Location labeling records:
......

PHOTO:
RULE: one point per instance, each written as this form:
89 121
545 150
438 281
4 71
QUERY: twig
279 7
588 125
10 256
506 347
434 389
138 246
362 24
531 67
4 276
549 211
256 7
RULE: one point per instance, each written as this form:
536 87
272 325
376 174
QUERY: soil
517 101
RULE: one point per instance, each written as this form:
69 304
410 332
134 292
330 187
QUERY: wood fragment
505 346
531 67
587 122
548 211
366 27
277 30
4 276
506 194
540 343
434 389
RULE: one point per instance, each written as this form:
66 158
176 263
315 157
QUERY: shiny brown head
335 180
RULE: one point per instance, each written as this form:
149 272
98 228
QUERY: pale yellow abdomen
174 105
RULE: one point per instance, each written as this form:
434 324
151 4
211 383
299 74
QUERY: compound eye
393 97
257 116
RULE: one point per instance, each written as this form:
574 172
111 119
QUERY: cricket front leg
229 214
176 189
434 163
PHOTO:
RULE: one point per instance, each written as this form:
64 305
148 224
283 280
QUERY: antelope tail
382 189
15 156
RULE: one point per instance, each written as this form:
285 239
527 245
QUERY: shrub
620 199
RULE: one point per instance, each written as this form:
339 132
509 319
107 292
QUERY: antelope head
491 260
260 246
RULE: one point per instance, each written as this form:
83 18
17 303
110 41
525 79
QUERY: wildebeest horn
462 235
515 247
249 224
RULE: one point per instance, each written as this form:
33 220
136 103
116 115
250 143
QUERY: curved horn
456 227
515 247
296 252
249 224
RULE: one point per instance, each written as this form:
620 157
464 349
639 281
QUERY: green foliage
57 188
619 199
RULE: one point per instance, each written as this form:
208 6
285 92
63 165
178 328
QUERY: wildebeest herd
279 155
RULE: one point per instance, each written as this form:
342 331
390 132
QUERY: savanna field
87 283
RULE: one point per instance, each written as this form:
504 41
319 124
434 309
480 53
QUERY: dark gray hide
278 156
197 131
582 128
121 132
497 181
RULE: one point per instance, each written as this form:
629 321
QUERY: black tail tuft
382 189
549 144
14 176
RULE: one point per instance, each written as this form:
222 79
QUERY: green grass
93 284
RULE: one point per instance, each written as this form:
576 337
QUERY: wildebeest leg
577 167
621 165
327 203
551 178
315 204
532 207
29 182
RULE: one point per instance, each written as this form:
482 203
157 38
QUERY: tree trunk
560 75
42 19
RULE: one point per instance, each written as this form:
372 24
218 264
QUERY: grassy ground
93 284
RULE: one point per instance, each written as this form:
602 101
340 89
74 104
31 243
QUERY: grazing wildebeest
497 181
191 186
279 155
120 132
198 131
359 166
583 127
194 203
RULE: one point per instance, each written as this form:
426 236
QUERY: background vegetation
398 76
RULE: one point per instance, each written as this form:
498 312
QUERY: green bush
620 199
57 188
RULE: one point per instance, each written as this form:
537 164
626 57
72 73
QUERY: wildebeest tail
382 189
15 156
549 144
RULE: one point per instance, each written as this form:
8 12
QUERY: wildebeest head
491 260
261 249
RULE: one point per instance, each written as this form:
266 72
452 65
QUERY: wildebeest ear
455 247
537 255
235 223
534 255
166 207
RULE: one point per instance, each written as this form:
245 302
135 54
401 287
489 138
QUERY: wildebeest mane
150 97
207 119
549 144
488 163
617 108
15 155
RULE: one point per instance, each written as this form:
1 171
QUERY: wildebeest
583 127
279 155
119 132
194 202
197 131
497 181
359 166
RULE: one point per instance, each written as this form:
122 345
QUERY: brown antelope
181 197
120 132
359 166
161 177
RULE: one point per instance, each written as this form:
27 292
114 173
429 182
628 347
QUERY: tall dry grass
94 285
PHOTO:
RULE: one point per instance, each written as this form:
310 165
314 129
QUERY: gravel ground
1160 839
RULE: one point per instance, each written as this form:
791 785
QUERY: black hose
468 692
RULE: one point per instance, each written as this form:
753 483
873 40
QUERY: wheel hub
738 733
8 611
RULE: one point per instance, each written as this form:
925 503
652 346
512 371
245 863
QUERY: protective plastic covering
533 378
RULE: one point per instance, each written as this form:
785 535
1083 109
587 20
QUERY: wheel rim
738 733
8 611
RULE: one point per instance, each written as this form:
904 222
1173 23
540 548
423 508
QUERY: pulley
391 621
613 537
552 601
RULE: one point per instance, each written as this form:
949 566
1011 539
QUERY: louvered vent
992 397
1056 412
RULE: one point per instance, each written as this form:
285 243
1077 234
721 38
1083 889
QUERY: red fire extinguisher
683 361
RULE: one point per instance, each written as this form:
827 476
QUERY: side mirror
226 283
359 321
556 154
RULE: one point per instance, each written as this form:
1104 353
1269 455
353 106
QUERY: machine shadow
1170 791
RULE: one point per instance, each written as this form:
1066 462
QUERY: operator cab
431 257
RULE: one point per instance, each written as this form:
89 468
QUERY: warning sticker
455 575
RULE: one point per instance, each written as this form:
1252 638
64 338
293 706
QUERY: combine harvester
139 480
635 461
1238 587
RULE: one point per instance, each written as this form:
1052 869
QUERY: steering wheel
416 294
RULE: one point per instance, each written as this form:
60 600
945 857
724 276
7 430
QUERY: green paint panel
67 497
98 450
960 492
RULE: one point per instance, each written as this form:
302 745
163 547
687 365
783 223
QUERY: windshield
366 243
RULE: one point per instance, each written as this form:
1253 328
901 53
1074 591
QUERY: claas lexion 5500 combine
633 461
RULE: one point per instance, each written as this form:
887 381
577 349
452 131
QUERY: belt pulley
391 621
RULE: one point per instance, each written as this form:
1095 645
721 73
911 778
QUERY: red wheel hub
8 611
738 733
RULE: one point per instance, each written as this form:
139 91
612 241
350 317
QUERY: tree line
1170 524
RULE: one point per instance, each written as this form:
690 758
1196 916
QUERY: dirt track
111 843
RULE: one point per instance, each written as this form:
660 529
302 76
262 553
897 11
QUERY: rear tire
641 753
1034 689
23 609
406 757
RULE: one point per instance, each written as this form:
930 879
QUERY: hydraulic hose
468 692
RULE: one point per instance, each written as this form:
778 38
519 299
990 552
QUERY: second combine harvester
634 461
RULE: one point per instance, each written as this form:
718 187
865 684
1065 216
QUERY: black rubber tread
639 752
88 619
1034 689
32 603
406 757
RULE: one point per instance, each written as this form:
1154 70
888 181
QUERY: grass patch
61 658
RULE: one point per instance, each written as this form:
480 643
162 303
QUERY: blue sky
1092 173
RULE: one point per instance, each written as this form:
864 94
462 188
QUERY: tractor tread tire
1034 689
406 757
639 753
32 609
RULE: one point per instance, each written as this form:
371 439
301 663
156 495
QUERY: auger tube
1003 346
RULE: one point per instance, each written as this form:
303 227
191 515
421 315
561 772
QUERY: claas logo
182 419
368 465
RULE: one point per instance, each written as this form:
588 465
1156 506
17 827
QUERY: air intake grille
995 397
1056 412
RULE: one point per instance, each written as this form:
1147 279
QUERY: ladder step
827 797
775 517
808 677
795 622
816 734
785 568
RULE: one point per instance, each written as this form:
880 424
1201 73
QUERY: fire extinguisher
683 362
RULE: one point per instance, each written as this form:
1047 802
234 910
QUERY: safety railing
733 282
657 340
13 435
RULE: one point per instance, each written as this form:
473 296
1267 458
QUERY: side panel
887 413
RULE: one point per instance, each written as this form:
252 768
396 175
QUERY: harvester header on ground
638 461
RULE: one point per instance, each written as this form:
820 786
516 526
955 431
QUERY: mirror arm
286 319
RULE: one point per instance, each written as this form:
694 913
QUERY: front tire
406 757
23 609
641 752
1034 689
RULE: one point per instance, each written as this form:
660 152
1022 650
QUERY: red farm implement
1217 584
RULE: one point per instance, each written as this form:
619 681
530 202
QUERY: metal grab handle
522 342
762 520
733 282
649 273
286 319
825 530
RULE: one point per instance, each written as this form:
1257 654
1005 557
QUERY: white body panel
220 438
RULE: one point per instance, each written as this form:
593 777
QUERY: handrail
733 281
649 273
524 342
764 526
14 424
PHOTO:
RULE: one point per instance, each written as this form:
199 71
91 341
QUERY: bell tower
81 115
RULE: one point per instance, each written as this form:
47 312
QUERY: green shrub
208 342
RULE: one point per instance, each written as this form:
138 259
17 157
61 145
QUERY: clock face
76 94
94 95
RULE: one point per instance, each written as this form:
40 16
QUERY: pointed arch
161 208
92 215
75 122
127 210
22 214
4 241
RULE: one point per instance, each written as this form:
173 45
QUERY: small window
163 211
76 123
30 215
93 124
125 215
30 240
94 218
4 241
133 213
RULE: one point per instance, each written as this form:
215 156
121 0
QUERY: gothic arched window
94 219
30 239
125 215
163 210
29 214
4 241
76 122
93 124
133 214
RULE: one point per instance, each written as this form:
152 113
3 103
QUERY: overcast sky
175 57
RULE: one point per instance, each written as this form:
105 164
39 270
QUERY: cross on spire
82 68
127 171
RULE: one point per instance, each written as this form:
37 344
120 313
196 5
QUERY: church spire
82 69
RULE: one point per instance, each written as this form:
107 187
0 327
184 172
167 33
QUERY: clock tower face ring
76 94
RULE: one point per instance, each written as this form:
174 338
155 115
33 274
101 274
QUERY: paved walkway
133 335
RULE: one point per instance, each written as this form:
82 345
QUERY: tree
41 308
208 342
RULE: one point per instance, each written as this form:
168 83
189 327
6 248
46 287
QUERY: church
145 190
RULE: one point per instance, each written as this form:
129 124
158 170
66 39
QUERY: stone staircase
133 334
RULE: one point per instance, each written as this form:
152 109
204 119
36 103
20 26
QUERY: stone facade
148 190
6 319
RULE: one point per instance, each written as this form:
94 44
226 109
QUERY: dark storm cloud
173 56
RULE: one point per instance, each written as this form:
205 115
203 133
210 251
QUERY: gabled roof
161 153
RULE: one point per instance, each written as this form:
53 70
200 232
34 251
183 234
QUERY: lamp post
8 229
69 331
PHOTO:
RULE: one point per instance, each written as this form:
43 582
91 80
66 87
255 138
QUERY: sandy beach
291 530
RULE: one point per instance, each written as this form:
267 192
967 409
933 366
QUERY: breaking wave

......

**What you need to do:**
Pull out every line above that contains the word "stone". Case counts.

**Correct output:**
QUERY: stone staircase
QUERY: stone facade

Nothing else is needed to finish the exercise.